**Required action**
Which lines of the records below contain the string "mirror"? Report each of them.

**Record extracts**
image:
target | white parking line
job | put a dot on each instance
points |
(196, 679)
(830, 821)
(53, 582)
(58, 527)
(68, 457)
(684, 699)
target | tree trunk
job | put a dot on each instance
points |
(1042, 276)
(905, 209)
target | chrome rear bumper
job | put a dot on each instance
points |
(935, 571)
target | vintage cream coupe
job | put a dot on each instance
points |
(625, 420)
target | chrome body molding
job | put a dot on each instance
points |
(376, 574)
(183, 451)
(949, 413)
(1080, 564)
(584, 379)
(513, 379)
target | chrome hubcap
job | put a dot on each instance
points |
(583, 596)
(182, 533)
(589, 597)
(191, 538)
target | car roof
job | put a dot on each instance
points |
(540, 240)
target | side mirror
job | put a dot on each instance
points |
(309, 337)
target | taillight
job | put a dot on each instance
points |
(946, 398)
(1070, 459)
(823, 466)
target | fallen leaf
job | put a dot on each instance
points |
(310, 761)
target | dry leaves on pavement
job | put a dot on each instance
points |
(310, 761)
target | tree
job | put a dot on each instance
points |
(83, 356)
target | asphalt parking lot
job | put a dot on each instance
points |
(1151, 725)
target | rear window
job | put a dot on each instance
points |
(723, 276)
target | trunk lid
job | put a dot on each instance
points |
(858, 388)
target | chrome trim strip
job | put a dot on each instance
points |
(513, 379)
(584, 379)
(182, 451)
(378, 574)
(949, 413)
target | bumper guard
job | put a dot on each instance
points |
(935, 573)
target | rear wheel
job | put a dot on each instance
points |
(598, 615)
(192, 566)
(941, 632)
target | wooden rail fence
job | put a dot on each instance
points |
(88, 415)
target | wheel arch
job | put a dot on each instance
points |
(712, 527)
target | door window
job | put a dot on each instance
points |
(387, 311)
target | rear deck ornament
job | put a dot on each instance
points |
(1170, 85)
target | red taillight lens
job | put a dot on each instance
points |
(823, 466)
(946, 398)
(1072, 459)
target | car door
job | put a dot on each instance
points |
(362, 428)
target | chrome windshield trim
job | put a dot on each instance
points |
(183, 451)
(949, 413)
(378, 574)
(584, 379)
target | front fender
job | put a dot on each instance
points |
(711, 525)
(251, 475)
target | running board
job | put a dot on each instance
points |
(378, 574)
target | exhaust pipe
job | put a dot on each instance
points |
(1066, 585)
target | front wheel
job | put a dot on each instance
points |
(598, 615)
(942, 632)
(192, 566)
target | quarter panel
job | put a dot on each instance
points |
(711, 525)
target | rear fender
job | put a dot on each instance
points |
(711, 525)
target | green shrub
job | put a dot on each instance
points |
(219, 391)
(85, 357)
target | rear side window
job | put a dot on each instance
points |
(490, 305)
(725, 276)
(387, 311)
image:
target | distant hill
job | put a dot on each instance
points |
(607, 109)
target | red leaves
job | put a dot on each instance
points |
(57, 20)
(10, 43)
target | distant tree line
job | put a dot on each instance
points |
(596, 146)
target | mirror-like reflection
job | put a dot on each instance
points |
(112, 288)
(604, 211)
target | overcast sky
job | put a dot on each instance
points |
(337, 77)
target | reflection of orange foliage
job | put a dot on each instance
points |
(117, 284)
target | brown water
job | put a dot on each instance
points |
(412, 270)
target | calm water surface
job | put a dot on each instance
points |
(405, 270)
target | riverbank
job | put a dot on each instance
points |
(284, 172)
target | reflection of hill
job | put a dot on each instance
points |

**Result**
target | side mirror
target | mirror-like reflection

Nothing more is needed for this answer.